──────── AVAILABLE RECORDS ────────

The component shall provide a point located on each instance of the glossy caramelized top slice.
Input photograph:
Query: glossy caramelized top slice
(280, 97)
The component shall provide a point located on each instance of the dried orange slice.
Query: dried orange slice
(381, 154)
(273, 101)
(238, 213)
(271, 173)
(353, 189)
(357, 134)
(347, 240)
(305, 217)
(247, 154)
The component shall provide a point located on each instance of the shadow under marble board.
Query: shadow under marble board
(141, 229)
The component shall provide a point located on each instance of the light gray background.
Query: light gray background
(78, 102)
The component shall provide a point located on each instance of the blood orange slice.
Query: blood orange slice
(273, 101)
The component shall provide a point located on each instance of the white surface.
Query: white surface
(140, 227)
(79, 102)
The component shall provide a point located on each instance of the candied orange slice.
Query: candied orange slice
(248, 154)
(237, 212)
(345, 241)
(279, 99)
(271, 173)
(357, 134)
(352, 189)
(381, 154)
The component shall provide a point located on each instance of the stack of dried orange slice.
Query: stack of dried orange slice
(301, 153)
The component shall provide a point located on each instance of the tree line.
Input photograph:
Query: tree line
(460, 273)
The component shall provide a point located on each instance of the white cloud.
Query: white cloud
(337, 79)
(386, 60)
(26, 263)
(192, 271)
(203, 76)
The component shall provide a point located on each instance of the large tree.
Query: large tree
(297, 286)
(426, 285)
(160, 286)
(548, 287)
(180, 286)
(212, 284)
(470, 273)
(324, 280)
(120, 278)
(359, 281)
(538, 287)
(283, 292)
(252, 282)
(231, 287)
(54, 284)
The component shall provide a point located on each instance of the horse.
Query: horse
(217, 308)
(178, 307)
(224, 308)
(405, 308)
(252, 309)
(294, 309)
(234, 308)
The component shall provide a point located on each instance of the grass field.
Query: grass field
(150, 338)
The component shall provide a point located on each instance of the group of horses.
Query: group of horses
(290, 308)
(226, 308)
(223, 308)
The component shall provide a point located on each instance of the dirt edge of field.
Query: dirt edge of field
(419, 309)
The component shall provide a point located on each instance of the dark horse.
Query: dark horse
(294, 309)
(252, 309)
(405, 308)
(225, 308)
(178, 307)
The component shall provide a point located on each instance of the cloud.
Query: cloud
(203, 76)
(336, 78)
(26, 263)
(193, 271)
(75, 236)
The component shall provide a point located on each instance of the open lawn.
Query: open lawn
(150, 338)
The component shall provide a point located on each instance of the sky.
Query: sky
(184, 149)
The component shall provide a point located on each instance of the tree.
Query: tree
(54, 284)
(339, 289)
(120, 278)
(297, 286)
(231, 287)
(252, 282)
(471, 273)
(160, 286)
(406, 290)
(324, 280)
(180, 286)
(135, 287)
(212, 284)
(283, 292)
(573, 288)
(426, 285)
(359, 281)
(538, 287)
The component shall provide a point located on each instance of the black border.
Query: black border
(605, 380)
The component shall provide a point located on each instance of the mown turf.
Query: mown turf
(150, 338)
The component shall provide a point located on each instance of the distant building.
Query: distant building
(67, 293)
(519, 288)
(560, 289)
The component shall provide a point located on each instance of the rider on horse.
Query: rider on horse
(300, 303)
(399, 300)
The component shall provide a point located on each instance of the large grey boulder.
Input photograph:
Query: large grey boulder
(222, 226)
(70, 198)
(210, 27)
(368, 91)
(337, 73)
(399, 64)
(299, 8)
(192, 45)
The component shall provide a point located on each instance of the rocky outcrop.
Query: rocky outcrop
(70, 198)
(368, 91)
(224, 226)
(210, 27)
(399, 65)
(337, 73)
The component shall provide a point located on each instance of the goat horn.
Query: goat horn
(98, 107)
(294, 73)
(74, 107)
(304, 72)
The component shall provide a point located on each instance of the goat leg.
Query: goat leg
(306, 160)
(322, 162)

────────

**EXERCISE DETAILS:** Format the lines of the entries above as a JSON list of strings, with one string per line and no strings for blank lines.

**COMPLETED TASK:**
[
  "The component shall provide a point located on each instance of the glossy caramelized top slice.",
  "Input photograph:",
  "Query: glossy caramelized top slice",
  "(280, 97)",
  "The component shall provide a point located on each instance of the dried orange slice.",
  "Query: dried orange slice",
  "(381, 154)",
  "(273, 101)",
  "(238, 213)",
  "(271, 173)",
  "(353, 189)",
  "(357, 134)",
  "(347, 240)",
  "(305, 217)",
  "(247, 154)",
  "The component shall provide a point located on each instance of the shadow under marble board.",
  "Query: shadow under marble board",
  "(141, 229)",
  "The component shall provide a point located on each instance of the light gray background.",
  "Query: light gray background",
  "(78, 102)",
  "The component shall provide a point located on each instance of the blood orange slice.",
  "Query: blood orange slice",
  "(273, 101)",
  "The component shall provide a point located on each instance of the white surface.",
  "Query: white surface",
  "(140, 227)",
  "(79, 102)",
  "The component shall provide a point located on each instance of the candied orange slice.",
  "Query: candied orange slice",
  "(248, 154)",
  "(237, 212)",
  "(345, 241)",
  "(279, 99)",
  "(271, 173)",
  "(357, 134)",
  "(352, 189)",
  "(381, 154)",
  "The component shall provide a point located on each instance of the stack of dried orange slice.",
  "Query: stack of dried orange slice",
  "(301, 153)",
  "The component shall provide a point located on each instance of the tree line.",
  "Input photograph:",
  "Query: tree line",
  "(460, 273)",
  "The component shall provide a point located on each instance of the white cloud.",
  "Query: white cloud",
  "(337, 79)",
  "(386, 60)",
  "(26, 263)",
  "(192, 271)",
  "(203, 76)",
  "The component shall provide a point located on each instance of the large tree.",
  "Query: large tree",
  "(297, 286)",
  "(426, 285)",
  "(160, 286)",
  "(548, 287)",
  "(180, 286)",
  "(212, 284)",
  "(470, 273)",
  "(324, 280)",
  "(120, 278)",
  "(359, 281)",
  "(538, 287)",
  "(283, 292)",
  "(252, 282)",
  "(231, 287)",
  "(54, 284)",
  "The component shall provide a point located on each instance of the horse.",
  "Query: horse",
  "(217, 308)",
  "(178, 307)",
  "(224, 308)",
  "(405, 308)",
  "(252, 309)",
  "(294, 309)",
  "(234, 308)",
  "The component shall provide a point located on each instance of the grass field.",
  "Query: grass field",
  "(150, 338)",
  "The component shall provide a point located on each instance of the group of horses.",
  "Query: group of horses",
  "(290, 308)",
  "(226, 308)",
  "(223, 308)",
  "The component shall provide a point located on each instance of the dirt edge of field.",
  "Query: dirt edge of field",
  "(419, 309)",
  "The component shall provide a point located on each instance of the dark horse.",
  "Query: dark horse",
  "(294, 309)",
  "(252, 309)",
  "(405, 308)",
  "(225, 308)",
  "(178, 307)",
  "The component shall provide a point located on each instance of the cloud.",
  "Query: cloud",
  "(203, 76)",
  "(336, 78)",
  "(26, 263)",
  "(193, 271)",
  "(75, 236)",
  "The component shall provide a point located on each instance of the open lawn.",
  "Query: open lawn",
  "(150, 338)",
  "The component shall provide a point located on each instance of the sky.",
  "Query: sky",
  "(184, 149)",
  "The component shall provide a point located on each instance of the tree.",
  "Query: tree",
  "(54, 284)",
  "(339, 289)",
  "(120, 278)",
  "(297, 286)",
  "(231, 287)",
  "(252, 282)",
  "(471, 273)",
  "(160, 286)",
  "(406, 290)",
  "(324, 280)",
  "(180, 286)",
  "(135, 287)",
  "(212, 284)",
  "(283, 292)",
  "(573, 288)",
  "(426, 285)",
  "(359, 281)",
  "(538, 287)",
  "The component shall provide a point located on each instance of the black border.",
  "Query: black border",
  "(605, 380)",
  "The component shall provide a point located on each instance of the mown turf.",
  "Query: mown turf",
  "(150, 338)",
  "The component shall provide a point located on each instance of the distant building.",
  "Query: distant building",
  "(67, 293)",
  "(519, 288)",
  "(560, 289)",
  "The component shall provide a point located on each instance of the rider on horse.",
  "Query: rider on horse",
  "(300, 303)",
  "(399, 300)",
  "The component shall provide a point located on each instance of the large grey boulder.",
  "Input photograph:",
  "Query: large grey boulder",
  "(222, 226)",
  "(70, 198)",
  "(210, 27)",
  "(368, 91)",
  "(337, 73)",
  "(399, 64)",
  "(299, 8)",
  "(192, 45)",
  "The component shall provide a point located on each instance of the rocky outcrop.",
  "Query: rocky outcrop",
  "(70, 198)",
  "(368, 91)",
  "(224, 226)",
  "(210, 27)",
  "(399, 65)",
  "(337, 73)",
  "The component shall provide a point located on each instance of the goat horn.",
  "Query: goat horn",
  "(98, 107)",
  "(294, 73)",
  "(74, 107)",
  "(304, 72)",
  "The component shall provide a point located on each instance of the goat leg.",
  "Query: goat leg",
  "(306, 160)",
  "(322, 162)"
]